──────── Dataset extract
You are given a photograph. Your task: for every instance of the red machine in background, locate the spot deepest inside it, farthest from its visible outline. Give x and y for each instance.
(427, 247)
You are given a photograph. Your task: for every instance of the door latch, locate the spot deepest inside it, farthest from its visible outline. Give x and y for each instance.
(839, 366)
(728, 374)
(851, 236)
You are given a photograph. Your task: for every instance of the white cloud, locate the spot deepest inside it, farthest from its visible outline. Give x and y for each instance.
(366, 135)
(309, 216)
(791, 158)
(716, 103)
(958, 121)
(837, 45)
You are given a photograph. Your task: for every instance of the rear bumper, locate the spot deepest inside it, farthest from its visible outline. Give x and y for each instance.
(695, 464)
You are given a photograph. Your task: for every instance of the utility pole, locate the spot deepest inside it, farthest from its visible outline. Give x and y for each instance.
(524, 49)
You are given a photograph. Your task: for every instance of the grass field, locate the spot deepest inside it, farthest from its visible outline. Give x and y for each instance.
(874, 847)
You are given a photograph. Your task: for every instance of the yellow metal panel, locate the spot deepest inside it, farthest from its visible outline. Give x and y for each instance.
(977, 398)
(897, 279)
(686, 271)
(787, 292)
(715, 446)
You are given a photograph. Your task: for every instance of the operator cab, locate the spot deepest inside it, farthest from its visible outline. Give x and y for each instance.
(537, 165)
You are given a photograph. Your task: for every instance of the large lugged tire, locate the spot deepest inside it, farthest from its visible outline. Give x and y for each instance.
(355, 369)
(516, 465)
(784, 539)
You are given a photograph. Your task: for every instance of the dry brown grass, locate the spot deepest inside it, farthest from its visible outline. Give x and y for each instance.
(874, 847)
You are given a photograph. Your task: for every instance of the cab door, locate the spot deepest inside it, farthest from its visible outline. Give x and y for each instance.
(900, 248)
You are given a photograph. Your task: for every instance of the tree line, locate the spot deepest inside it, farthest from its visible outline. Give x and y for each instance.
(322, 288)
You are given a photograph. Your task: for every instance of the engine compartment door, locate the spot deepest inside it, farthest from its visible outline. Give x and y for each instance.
────────────────
Every line from the one containing "cab door, locate" through the last line of the entries must be written out verbatim, and no other line.

You are given a photograph. Your task: for every instance of the cab door, locate the spot deepest inside it, farthest from its visible outline. Give x and y for each instance.
(900, 248)
You are given a photograph. Your task: for every instance of the tree line, locate the spot deepest inside it, farthest from its visible outline. Give x and y for each instance.
(322, 288)
You are given a photograph. Your task: for every instance of the engine compartment door, locate the spot deepest inside it, farthest from its visible outline. Give x and y for each instance.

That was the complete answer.